China will survive a pandemonium of surging infections to vindicate its “dynamic-zero” Covid strategy


Having suffered or criticized China’s draconian “dynamic-zero Covid” policy for three years, all countries and peoples, not least China’s own citizens, are thrown off guard by a wildfire of infections following Beijing’s dramatic U-turn, dropping virtually all restrictions at once.

According to a story from Japan’s Asahi Shimbun published on December 26, 2022, half of China’s 1.4 billion people will contract the coronavirus in the near future.

Images of crammed hospital rooms, crowded morgues, and barren pharmacy shelves frequently appear in news headlines, depicting panic and mayhem. The decision to redefine Covid deaths and to discontinue reporting on infections does not inspire confidence.

If preventive limitations are not reinstated, a million people could perish in China due to the abrupt Covid spike, according to Nature, a prominent science journal. Because of China’s enormous population, there are worries that a new Covid-variant will appear. China is being urged by the World Health Organization to share the most recent real-time data frequently.

While welcoming returning Chinese tourists with deep pockets, many countries are imposing internationally-recognized non-infection proof before entry.

Meanwhile, anti-China media is having a field day. Talks of collapse come fast and loose of President Xi Jinping’s credibility and the China Dream quest for a national renaissance. How much of this is valid? How will all this pan out?

First, the concept of “dynamic zero” and its degree of achievement have been misunderstood and inaccurately represented widely. Rather than insisting on zero cases in all circumstances, it’s a strategy to ensure the earliest possible detection, isolation, treatment, and cure.
++++++++++
> **TASK PROMPT**
In the text on China's Covid strategy, which science journal is cited as warning that a million people could perish in China? The lines that follow have no connection to the text on China's Covid strategy.
++++++++++
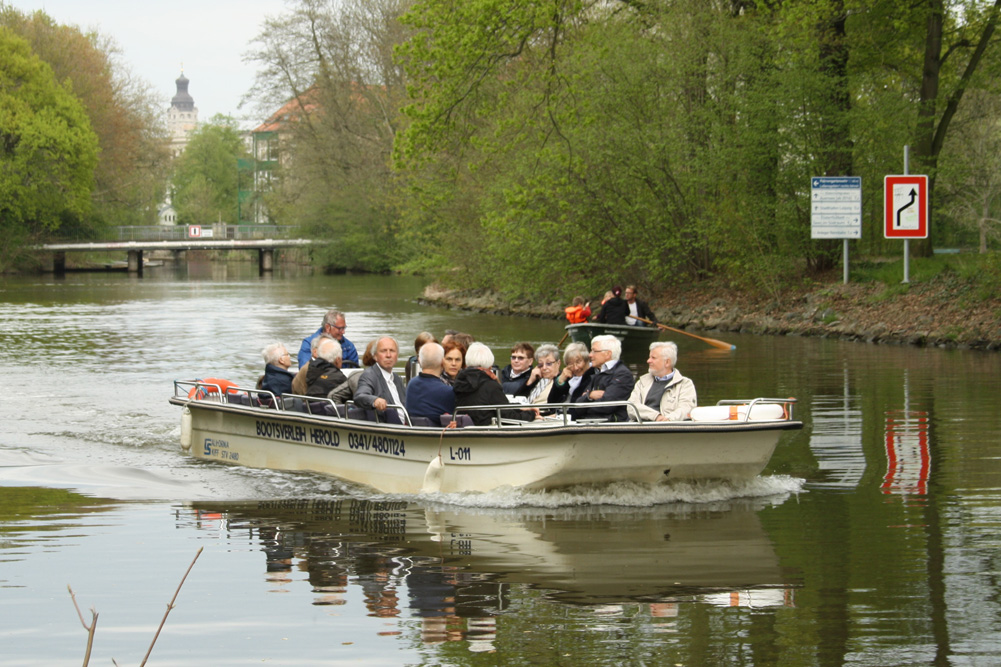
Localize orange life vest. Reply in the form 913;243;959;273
564;305;591;324
188;378;236;399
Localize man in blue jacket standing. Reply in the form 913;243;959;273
298;310;358;369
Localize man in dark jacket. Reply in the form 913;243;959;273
573;336;636;422
452;343;539;426
595;286;629;324
625;284;657;326
306;339;347;399
498;343;536;397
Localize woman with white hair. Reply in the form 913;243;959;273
260;343;295;396
550;343;596;403
528;343;560;404
452;343;539;426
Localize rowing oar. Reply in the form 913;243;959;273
633;317;737;350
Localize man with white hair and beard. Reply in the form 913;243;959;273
406;343;455;425
354;336;406;424
306;338;347;399
629;341;699;422
573;336;636;422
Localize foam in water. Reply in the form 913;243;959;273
376;475;806;508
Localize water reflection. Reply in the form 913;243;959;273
184;498;796;651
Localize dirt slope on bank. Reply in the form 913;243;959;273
423;277;1001;350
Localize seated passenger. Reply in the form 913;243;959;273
260;343;292;396
406;343;455;425
452;343;539;426
498;343;536;397
594;285;629;324
528;343;560;404
326;341;375;403
623;284;657;326
573;336;636;422
441;341;465;387
629;341;698;422
298;310;358;369
292;334;336;396
306;339;347;399
403;331;434;385
354;336;406;424
550;343;597;403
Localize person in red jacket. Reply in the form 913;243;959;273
564;296;591;324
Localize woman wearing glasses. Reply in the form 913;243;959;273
498;343;536;397
550;343;595;403
528;343;560;404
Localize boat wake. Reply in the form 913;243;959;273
378;475;806;508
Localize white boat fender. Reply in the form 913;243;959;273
692;403;786;422
181;408;191;452
420;454;444;494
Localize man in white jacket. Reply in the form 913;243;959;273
629;342;698;422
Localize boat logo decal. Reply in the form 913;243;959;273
202;438;240;461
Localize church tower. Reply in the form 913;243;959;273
167;69;198;157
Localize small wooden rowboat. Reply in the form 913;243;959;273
170;381;803;494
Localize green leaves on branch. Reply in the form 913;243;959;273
0;28;97;244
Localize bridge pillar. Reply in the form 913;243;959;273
257;247;274;275
128;250;142;275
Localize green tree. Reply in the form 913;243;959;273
0;6;169;231
244;0;409;270
171;115;249;224
0;27;98;265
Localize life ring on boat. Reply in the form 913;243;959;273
692;403;789;422
188;378;236;400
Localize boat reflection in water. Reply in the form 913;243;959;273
186;498;795;650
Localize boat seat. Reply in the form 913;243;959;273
441;415;472;429
309;401;344;417
281;396;306;413
347;406;375;422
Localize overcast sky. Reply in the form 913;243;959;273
6;0;285;121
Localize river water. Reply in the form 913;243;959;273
0;262;1001;666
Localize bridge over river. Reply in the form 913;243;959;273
38;223;318;275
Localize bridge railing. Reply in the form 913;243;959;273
108;223;302;241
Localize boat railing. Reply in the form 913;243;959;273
716;397;796;422
455;401;643;427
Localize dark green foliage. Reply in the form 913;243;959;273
0;28;97;268
171;116;248;224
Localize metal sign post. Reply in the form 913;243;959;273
883;146;928;283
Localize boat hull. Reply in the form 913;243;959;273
170;398;802;494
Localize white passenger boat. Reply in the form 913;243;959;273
170;381;803;494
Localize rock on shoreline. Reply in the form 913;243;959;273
420;279;1001;351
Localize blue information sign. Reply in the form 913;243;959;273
810;176;862;238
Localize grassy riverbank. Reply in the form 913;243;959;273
424;255;1001;350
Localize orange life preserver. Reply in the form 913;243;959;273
188;378;236;399
564;305;591;324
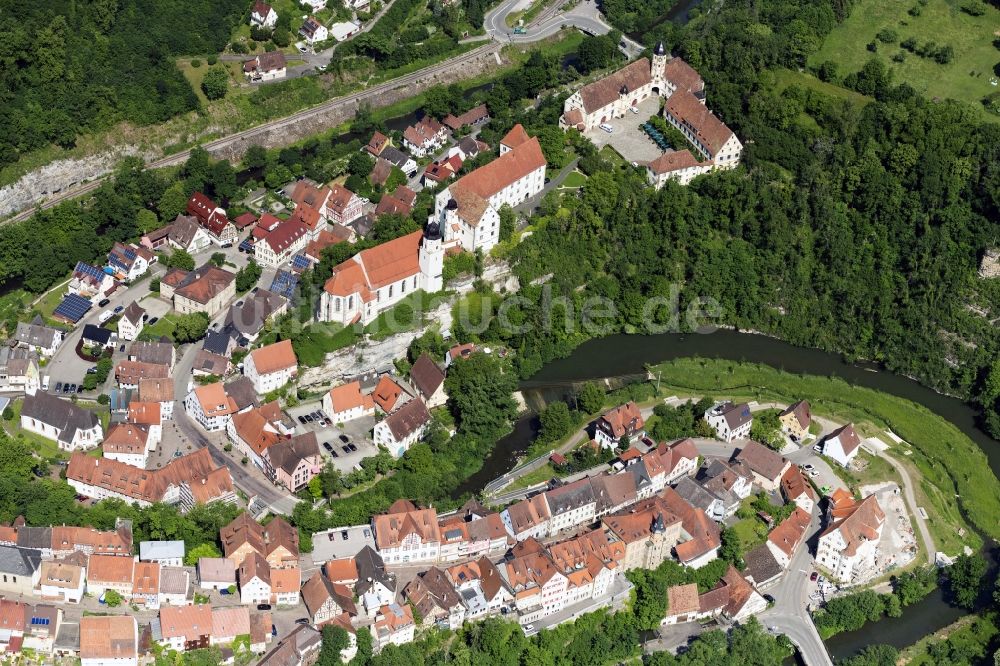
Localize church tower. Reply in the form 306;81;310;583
419;222;444;294
649;42;667;84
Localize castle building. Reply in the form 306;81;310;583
559;42;743;189
431;124;545;252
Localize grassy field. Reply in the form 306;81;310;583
0;28;583;192
809;0;1000;120
654;358;1000;554
559;171;587;190
730;517;767;553
899;613;997;666
771;69;873;108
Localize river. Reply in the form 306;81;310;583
459;330;1000;659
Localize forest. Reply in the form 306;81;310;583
0;0;248;167
462;0;1000;432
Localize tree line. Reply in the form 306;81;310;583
0;0;248;174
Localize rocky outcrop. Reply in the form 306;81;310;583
0;146;147;217
208;46;500;161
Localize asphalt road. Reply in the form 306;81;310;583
0;42;499;224
174;282;298;515
759;514;833;666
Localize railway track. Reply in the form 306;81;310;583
0;42;500;226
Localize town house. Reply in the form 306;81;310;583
21;392;104;451
243;340;298;395
372;500;441;564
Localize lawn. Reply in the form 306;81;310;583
729;517;767;553
141;312;177;340
809;0;1000;120
504;463;559;492
559;171;587;190
771;69;874;108
654;358;1000;554
177;58;209;104
365;291;444;340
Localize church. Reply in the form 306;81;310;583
559;42;743;179
317;222;444;326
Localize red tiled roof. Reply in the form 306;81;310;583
580;58;652;113
663;58;705;92
452;130;545;199
649;149;699;174
372;375;403;414
665;90;733;156
323;231;423;300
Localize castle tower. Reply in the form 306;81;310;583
614;83;628;118
649;42;667;84
418;222;444;294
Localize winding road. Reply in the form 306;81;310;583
0;0;642;225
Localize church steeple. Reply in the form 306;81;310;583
649;42;667;82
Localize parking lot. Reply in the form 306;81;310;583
287;401;378;474
586;95;663;164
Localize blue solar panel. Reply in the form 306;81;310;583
271;270;299;298
52;294;93;323
73;261;104;282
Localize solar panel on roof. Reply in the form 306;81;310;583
270;270;299;298
74;261;104;281
52;294;93;323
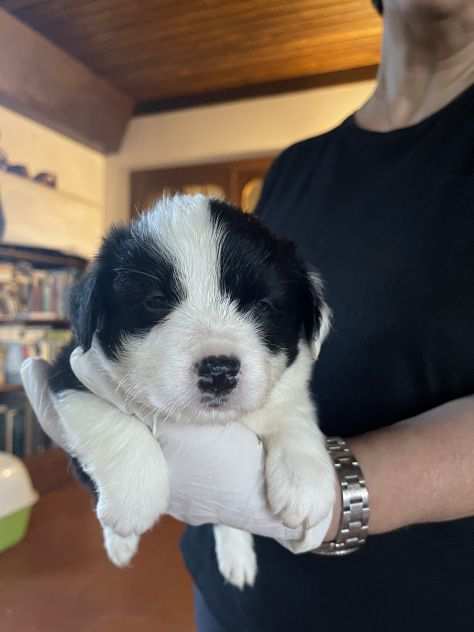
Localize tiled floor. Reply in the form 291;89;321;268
0;483;194;632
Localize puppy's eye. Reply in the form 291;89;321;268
144;292;166;312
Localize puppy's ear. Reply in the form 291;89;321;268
305;272;332;360
70;267;104;351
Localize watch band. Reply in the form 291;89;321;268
313;437;369;555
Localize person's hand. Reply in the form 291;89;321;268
22;345;332;553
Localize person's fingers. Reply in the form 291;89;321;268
21;358;67;449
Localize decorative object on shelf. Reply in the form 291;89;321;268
0;452;38;553
0;134;8;171
33;171;58;189
7;164;30;178
241;178;263;213
0;188;5;241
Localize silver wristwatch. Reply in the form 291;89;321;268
313;437;369;555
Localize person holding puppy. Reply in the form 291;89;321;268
23;0;474;632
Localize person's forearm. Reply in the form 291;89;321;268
326;396;474;540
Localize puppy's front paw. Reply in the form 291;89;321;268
104;527;140;568
214;526;257;590
97;450;170;537
266;445;335;528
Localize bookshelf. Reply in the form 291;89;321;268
0;243;87;457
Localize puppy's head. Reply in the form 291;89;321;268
72;196;329;421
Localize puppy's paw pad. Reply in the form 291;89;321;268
104;527;140;568
214;526;257;590
217;549;257;590
267;455;335;528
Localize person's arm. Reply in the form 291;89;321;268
325;396;474;541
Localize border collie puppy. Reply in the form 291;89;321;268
50;195;334;588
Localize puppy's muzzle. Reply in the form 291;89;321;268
195;355;240;397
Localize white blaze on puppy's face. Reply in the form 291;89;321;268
120;196;286;422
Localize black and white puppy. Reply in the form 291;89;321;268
50;195;334;588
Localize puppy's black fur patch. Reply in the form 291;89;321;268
210;200;322;364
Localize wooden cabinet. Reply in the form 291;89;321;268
130;156;273;217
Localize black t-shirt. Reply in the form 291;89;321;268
183;86;474;632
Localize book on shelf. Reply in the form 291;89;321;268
0;262;79;321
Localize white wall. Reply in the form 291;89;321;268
0;107;106;256
0;81;373;255
106;81;374;223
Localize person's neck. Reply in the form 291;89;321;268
355;3;474;132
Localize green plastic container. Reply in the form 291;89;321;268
0;452;38;553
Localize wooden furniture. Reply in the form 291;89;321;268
130;156;273;217
0;243;86;457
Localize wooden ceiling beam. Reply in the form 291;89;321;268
0;9;134;153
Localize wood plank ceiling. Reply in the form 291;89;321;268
2;0;381;112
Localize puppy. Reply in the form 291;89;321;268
50;195;334;588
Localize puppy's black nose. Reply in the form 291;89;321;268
196;356;240;395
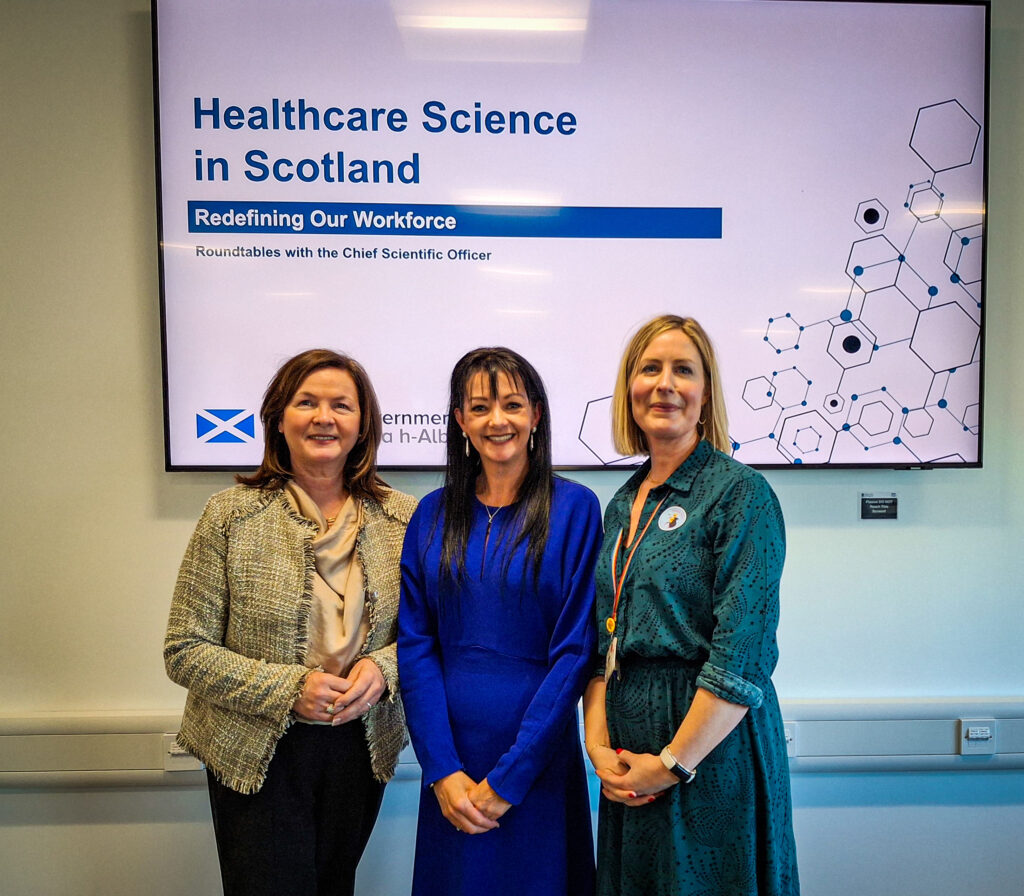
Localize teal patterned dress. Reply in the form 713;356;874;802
597;441;800;896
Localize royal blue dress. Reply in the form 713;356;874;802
398;478;601;896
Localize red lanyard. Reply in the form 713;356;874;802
604;495;669;635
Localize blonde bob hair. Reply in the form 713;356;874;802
611;314;732;457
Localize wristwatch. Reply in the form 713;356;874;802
662;746;697;784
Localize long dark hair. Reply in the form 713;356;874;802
234;348;386;502
441;346;554;582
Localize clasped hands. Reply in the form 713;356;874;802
587;744;679;806
433;771;512;834
292;657;385;725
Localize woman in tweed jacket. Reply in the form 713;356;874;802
164;349;415;896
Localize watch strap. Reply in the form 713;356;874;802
660;746;697;784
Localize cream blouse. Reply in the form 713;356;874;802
285;481;370;677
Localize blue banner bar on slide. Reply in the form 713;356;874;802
188;200;722;240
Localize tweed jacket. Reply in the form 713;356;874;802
164;485;416;794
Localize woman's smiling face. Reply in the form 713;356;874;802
630;330;708;449
279;368;359;476
455;373;541;466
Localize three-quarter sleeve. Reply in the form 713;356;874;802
697;474;785;708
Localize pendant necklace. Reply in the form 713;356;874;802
480;501;505;579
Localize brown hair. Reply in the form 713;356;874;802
611;314;731;457
234;348;384;501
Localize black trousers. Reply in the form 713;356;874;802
207;721;384;896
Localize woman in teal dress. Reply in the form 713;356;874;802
584;315;800;896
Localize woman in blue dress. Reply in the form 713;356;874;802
398;348;601;896
584;315;800;896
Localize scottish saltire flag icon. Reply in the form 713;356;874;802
196;408;256;443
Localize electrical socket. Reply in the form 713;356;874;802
782;722;797;759
959;719;995;756
163;734;203;771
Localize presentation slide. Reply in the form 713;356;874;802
154;0;987;469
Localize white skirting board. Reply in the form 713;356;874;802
0;697;1024;790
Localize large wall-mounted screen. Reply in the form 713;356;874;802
154;0;989;469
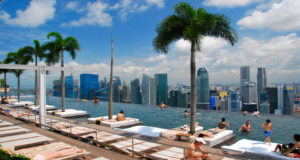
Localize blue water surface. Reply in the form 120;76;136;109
22;96;300;143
++++++++++
> **THE ANSWER**
Nature